## Start
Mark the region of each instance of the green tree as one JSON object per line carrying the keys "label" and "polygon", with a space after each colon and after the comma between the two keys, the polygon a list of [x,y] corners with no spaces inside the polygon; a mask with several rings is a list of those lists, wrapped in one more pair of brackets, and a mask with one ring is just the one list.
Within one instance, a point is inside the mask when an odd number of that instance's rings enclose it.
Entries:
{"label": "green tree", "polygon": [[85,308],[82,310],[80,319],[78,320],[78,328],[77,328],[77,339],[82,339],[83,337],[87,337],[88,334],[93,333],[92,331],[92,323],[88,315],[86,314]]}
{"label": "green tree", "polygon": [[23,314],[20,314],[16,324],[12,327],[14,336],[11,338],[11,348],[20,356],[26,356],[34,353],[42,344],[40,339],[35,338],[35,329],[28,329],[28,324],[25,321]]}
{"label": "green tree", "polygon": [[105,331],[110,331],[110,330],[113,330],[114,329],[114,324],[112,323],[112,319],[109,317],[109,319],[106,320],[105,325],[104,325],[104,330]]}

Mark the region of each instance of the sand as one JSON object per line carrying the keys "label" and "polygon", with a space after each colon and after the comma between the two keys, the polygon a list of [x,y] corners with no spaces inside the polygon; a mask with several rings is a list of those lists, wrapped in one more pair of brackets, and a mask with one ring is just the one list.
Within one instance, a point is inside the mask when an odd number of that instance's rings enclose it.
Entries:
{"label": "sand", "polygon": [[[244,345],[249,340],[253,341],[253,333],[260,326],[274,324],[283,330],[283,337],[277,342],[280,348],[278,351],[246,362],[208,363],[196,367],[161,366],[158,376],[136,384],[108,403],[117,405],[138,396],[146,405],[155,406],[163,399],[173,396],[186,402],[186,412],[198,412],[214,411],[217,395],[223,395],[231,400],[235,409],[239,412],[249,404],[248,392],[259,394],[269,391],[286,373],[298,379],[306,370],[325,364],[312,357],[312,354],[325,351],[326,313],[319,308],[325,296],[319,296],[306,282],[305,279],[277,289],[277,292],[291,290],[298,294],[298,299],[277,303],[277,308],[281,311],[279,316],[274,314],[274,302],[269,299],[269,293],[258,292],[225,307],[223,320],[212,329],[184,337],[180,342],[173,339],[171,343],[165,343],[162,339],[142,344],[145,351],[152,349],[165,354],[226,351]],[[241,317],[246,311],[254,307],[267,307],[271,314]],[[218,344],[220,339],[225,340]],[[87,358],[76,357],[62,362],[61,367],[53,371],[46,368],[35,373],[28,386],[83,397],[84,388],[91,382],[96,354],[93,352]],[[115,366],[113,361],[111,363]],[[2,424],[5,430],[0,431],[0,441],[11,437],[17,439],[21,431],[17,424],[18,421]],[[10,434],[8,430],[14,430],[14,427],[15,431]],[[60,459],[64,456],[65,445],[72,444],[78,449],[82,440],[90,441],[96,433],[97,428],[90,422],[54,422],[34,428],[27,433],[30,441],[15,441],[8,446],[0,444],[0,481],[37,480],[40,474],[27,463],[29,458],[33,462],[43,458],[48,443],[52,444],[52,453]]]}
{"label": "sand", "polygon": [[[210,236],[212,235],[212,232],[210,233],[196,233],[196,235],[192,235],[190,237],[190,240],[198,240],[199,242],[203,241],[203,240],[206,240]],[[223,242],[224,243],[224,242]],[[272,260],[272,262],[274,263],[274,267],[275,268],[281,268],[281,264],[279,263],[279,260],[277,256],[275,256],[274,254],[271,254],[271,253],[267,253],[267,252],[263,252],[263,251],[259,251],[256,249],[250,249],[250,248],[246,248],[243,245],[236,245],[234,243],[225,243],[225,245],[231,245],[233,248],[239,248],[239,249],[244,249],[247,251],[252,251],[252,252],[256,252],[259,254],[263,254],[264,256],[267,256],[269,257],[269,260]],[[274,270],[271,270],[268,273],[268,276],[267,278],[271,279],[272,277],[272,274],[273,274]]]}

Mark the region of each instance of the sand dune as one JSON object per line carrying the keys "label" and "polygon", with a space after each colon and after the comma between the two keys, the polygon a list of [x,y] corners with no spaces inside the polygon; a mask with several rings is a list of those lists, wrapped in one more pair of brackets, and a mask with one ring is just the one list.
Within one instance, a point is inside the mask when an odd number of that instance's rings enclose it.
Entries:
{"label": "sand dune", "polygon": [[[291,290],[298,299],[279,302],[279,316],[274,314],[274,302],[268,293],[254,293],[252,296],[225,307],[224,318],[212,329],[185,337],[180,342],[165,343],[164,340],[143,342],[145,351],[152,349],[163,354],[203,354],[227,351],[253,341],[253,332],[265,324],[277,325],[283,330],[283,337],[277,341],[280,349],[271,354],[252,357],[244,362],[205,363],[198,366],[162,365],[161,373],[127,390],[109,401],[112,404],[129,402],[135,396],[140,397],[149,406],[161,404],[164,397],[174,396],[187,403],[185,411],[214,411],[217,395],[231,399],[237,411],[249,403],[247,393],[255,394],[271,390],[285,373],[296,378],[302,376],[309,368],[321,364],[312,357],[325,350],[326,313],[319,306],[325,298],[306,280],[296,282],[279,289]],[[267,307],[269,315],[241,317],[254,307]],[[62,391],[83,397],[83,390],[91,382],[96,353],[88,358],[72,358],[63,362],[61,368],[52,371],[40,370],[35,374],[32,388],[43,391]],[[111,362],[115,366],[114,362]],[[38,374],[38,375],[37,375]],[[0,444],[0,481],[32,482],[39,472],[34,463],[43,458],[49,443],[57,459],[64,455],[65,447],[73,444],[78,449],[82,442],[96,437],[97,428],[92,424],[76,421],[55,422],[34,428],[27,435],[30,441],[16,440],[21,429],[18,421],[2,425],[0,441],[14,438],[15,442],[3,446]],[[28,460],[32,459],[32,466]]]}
## End
Which lines in the records above contain the word "green"? Collect each of those lines and copy it out in full.

- Written solution:
Mark the region of each instance of the green tree as one JSON object per line carrying the keys "label" and "polygon", with a space after each colon and after the comma between the two keys, the polygon a list of [x,y] corners with no spaces inside the polygon; a mask with several rings is a list of those lists, wrapped in one more pair of brackets, and a mask with one ring is just the one list.
{"label": "green tree", "polygon": [[85,308],[82,310],[80,319],[78,320],[78,328],[77,328],[77,339],[82,339],[83,337],[87,337],[88,334],[93,333],[92,331],[92,323],[88,315],[86,314]]}
{"label": "green tree", "polygon": [[23,314],[20,314],[16,324],[12,327],[14,336],[11,338],[11,348],[20,356],[26,356],[34,353],[42,344],[40,339],[35,338],[35,329],[28,329],[28,324],[25,321]]}
{"label": "green tree", "polygon": [[105,331],[110,331],[110,330],[113,330],[114,329],[114,324],[112,323],[112,319],[109,317],[109,319],[106,320],[105,325],[104,325],[104,330]]}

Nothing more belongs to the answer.